━━━ Provided data

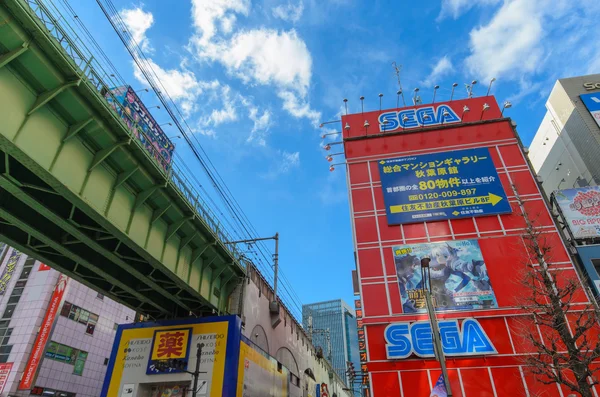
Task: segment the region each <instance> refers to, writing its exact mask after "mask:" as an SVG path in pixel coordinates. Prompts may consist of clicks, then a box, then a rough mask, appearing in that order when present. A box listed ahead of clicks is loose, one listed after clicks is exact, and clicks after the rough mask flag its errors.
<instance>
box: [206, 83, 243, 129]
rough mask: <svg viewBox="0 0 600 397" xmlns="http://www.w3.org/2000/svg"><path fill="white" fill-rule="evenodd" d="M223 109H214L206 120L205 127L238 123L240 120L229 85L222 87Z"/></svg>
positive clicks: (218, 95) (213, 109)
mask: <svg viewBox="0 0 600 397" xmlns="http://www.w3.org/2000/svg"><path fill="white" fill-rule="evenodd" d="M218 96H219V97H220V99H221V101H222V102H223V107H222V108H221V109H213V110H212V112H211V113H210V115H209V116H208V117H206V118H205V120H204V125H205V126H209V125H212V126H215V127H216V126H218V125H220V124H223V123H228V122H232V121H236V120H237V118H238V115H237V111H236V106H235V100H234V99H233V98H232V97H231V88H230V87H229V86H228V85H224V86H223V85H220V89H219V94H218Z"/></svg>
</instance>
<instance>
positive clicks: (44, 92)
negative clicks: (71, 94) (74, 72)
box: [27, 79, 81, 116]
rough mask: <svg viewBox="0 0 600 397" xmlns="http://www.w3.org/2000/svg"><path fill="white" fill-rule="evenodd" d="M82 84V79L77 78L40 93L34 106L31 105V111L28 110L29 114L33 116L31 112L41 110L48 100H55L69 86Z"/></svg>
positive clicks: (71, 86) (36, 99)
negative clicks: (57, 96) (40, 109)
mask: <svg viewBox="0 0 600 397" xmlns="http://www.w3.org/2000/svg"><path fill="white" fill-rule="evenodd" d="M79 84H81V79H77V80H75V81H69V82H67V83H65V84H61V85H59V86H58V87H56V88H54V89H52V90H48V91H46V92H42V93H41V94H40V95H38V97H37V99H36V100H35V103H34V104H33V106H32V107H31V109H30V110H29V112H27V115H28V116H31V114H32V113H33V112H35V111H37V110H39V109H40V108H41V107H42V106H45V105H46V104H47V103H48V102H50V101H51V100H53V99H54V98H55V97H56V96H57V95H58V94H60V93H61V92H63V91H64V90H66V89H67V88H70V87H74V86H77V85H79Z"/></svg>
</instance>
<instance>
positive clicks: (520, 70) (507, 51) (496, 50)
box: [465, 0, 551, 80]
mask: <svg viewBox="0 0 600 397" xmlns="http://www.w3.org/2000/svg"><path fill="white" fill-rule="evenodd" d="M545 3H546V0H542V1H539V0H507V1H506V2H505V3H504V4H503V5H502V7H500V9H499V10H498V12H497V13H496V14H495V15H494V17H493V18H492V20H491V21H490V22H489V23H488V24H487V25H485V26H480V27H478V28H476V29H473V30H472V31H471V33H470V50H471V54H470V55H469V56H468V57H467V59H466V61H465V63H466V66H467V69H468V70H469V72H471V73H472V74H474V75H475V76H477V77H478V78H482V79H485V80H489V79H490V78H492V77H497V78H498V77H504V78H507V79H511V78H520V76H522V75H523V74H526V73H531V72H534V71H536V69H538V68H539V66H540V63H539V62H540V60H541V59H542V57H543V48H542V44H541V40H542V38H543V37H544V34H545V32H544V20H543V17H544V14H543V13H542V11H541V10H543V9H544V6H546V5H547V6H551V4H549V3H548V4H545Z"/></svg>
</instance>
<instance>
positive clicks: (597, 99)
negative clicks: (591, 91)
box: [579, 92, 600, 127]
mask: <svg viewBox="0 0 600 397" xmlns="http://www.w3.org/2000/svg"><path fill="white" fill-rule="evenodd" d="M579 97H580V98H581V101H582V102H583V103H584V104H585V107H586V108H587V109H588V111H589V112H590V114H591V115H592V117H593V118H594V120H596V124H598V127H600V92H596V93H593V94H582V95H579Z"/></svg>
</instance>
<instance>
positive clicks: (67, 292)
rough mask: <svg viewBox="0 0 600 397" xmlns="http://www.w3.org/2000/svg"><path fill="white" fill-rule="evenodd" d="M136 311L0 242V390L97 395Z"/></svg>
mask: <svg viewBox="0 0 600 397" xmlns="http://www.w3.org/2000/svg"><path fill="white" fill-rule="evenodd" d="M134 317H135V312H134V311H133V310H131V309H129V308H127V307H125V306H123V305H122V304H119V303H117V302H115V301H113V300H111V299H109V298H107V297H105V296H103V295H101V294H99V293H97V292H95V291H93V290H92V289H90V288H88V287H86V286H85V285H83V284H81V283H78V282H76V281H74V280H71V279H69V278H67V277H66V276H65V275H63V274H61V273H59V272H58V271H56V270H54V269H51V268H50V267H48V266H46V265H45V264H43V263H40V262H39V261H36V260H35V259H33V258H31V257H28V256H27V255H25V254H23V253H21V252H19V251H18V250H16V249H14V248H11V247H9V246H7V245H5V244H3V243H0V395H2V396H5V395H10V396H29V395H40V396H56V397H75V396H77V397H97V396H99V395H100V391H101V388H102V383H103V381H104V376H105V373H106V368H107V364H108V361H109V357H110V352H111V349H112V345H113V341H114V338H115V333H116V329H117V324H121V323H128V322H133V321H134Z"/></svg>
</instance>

━━━━━━

◆ **The problem**:
Could you repeat, exactly and with nothing else, the lines from the first line of the records through the line containing "109H214L206 120L205 127L238"? Leave out the pictures.

◆ **Task result**:
Task: segment the region each <instance> refers to, writing its exact mask after "mask:" as an SVG path in pixel coordinates. Prompts may consist of clicks, then a box, then a rough mask, appearing in that order when present. A box listed ahead of clicks is loose, one listed after clicks is exact, and clicks after the rough mask flag its errors.
<instance>
box: [206, 83, 243, 129]
rough mask: <svg viewBox="0 0 600 397" xmlns="http://www.w3.org/2000/svg"><path fill="white" fill-rule="evenodd" d="M223 109H214L206 120L205 127L238 123L240 120L229 85L222 87Z"/></svg>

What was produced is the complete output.